→ Yönerge
Aşağıdaki materyalde "The component shall point out each instance of the forehead" ifadesini içeren satırla açılıp "point(661, 96)" ifadesini içeren satırla kapanan bölümü, iki uç satır da dahil olmak üzere hiçbir şeyi değiştirmeden yeniden yazın.

(Bir veri kümesinden satırlar)
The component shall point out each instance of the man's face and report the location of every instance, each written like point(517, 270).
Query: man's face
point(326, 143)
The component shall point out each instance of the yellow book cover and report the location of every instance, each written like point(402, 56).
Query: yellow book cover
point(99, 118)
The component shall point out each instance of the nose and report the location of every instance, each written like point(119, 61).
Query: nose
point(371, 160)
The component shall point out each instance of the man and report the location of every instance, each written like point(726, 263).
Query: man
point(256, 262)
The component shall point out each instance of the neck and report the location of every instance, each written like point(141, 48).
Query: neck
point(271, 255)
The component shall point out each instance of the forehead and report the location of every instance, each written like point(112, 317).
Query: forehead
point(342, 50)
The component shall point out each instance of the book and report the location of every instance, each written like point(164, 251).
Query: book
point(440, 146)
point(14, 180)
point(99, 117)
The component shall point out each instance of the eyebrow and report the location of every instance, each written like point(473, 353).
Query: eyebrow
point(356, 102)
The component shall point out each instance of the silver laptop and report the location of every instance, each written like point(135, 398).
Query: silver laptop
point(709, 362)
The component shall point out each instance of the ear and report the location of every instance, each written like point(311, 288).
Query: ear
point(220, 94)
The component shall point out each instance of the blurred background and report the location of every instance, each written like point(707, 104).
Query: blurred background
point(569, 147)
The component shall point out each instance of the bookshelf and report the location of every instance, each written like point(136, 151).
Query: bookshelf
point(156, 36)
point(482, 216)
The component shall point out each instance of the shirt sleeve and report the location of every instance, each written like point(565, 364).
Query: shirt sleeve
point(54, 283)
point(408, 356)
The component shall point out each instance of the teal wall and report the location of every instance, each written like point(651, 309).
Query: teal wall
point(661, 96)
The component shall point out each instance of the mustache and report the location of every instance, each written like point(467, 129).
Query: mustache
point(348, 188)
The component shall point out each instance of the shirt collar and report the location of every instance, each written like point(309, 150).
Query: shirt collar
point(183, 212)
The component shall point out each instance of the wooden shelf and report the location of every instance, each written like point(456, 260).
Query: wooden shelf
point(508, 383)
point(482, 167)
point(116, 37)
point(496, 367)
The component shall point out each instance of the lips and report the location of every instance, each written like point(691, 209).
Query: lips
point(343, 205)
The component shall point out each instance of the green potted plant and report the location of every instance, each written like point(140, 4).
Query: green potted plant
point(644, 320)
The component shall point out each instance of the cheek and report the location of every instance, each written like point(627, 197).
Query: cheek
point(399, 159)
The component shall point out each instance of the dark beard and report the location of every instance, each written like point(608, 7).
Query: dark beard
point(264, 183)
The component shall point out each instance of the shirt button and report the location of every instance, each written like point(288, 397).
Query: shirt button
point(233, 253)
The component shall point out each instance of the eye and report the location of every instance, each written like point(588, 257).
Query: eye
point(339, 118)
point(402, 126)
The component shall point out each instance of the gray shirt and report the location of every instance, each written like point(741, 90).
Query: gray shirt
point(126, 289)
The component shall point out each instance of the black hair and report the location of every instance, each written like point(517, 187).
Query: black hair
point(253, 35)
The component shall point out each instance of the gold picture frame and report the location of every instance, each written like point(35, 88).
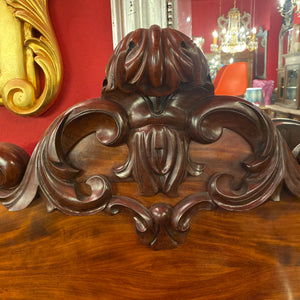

→ Görev yanıtı
The component shall point out each instance of the forehead and report the location of every instance, each written like point(112, 317).
Query: forehead
point(342, 50)
The component shall point out each instance of the book and report the location of every instance, each written like point(164, 251).
Query: book
point(440, 146)
point(14, 180)
point(99, 117)
The component shall point out each instance of the eyebrow and report the location of every instance, each written like point(473, 353).
Query: eyebrow
point(356, 102)
The component shall point out each instance of the silver laptop and report the location of every instance, each written like point(135, 398).
Query: silver laptop
point(709, 362)
The component shall point out each instance of the ear and report the location of every instance, each written like point(311, 288).
Query: ear
point(220, 94)
The component shall point out each instance of the blurred background and report the location of every instance, each written like point(707, 104).
Query: blurred background
point(569, 147)
The component shall point out each instance of the bookshelf and report the location of every instance, each written like point(136, 151).
Query: bookshelf
point(156, 36)
point(482, 216)
The component shall point out each instance of the shirt sleeve and report the location of every instance, each written like point(565, 364).
Query: shirt sleeve
point(54, 283)
point(408, 356)
The component shall point out each instance of the teal wall and report the location of every instance, each written like point(651, 309).
Query: teal wall
point(661, 96)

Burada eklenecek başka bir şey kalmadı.